**Instructions to follow**
Show only those lines of the entries where the string "elephant" is found.

**Data items**
============================================================

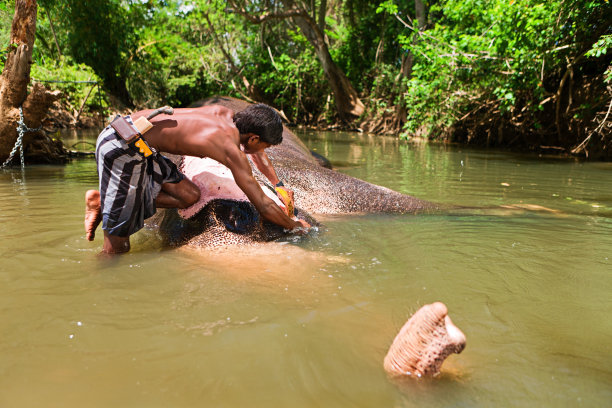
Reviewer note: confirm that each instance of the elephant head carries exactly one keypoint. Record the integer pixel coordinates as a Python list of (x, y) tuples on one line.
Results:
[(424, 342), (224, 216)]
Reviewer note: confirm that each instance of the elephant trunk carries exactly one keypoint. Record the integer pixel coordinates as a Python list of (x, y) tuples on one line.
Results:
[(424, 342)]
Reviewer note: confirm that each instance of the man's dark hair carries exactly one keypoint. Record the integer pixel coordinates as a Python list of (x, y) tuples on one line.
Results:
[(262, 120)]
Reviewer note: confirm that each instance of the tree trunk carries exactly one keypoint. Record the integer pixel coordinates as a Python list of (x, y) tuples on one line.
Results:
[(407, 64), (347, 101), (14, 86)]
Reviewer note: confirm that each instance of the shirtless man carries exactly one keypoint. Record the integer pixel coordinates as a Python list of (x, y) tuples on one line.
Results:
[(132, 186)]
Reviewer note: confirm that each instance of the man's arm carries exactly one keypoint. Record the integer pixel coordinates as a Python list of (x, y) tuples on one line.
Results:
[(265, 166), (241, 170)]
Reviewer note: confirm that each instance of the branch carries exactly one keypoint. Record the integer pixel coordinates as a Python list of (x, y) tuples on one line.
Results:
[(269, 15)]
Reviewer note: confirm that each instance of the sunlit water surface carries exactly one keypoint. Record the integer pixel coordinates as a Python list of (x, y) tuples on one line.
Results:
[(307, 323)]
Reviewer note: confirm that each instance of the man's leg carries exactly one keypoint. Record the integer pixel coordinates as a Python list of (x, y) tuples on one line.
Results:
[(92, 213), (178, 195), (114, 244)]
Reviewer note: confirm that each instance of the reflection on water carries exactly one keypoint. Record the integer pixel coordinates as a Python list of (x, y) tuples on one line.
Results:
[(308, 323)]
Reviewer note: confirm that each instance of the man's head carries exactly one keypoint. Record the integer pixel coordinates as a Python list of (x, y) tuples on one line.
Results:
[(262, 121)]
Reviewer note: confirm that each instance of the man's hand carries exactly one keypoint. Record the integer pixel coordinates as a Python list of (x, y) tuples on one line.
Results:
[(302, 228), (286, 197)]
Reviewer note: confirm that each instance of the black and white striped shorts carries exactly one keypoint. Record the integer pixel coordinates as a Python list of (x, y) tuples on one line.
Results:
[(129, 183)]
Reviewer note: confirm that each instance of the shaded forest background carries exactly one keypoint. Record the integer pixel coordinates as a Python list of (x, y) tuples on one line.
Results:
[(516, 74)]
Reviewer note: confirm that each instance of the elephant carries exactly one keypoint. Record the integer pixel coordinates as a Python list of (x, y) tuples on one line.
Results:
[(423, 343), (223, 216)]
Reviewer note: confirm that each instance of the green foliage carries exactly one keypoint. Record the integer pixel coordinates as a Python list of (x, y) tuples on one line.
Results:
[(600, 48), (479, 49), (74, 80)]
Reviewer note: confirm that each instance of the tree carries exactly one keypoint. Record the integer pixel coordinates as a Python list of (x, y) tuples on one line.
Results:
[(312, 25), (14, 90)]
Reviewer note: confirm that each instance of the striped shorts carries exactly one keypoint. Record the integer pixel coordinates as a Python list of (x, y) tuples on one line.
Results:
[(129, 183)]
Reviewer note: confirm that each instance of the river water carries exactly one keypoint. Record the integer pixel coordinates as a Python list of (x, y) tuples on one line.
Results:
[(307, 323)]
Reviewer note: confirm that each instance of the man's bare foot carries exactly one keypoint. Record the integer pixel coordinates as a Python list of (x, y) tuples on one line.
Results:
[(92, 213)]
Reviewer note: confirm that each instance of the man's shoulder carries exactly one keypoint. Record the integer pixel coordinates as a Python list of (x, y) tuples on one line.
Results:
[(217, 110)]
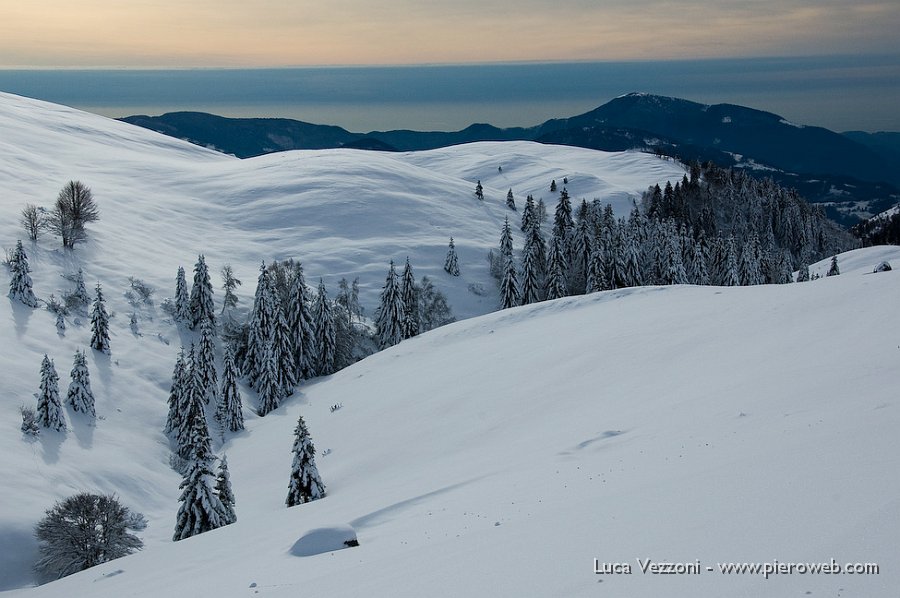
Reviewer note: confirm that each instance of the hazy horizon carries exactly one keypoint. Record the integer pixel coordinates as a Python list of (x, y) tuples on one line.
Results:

============================================================

**Completed exercise**
Reviewer note: confirm that each instance of the elephant head carries exactly one keypoint. Record the integer pixel coordinates as a Python list of (x, y) tuples on one line.
Reviewer note: confirm that each instance of the elephant trunk carries exactly one keypoint. Record the integer pixel coordinates as a Python list of (x, y) tuples on one line.
Reviewer note: confirm that each instance of the elephant carries exactly one keypoint. Record the integer pixel coordinates as a Python list of (x, y) tuples on one line.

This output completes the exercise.